*** Opening of DATASET EXCERPTS ***
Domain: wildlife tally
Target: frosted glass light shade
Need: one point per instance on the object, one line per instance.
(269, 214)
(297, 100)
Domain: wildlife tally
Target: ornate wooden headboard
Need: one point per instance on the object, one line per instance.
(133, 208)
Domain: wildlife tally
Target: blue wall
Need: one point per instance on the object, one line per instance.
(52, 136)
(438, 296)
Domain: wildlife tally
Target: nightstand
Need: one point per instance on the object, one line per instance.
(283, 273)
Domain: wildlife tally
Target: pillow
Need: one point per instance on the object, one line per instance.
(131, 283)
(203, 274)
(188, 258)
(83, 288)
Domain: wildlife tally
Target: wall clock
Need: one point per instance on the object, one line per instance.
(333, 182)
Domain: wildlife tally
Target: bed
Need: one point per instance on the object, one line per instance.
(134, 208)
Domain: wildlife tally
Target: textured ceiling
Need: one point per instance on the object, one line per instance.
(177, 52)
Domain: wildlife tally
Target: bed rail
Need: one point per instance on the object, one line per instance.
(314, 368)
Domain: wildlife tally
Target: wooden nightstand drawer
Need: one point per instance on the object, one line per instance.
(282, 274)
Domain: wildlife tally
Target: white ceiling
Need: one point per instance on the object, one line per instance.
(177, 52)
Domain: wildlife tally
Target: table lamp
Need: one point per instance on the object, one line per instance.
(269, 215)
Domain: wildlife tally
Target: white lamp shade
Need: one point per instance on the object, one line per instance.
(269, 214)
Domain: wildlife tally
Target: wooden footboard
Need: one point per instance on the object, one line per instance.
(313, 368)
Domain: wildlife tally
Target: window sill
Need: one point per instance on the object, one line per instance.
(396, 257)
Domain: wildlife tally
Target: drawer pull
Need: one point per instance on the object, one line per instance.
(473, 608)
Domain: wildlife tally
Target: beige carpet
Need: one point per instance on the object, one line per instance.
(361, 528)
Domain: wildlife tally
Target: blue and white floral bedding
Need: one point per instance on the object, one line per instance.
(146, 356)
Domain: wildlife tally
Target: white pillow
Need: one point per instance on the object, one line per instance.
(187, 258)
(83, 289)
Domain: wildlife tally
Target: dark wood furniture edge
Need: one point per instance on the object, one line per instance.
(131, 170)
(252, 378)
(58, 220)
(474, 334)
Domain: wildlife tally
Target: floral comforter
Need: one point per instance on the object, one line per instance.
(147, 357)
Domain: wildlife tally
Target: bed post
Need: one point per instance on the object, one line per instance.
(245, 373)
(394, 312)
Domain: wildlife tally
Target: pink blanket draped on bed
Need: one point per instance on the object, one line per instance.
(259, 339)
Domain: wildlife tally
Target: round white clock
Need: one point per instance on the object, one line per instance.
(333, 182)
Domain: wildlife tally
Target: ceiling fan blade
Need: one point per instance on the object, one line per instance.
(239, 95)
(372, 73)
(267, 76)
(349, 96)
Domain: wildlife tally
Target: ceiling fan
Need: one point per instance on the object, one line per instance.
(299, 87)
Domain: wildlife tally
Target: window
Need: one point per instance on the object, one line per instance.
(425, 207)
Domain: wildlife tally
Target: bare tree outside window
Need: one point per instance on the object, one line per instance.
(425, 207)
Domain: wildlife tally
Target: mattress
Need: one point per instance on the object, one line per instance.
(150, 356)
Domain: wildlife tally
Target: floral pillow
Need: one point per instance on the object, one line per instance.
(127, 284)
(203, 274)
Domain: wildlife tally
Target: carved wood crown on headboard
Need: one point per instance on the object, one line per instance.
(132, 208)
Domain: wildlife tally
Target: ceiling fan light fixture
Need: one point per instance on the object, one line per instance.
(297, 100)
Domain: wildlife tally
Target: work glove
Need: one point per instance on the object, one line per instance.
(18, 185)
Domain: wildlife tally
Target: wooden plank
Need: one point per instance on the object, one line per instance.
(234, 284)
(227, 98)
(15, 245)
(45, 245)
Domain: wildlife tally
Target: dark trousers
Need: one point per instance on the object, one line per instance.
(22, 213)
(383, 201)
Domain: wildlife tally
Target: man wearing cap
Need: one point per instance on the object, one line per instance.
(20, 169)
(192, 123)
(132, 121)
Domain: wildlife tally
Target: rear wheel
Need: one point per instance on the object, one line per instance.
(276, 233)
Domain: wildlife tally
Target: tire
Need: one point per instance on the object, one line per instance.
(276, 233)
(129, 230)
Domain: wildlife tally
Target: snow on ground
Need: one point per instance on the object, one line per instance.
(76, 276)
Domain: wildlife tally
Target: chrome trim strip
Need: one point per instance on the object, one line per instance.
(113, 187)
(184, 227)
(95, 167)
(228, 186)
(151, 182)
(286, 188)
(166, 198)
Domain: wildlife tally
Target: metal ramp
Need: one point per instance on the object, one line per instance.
*** Close of DATASET EXCERPTS ***
__WHAT TO DO__.
What are the lines above that hold the string "lamp"? Copy them.

__SOLUTION__.
Target: table lamp
Target: white lamp shade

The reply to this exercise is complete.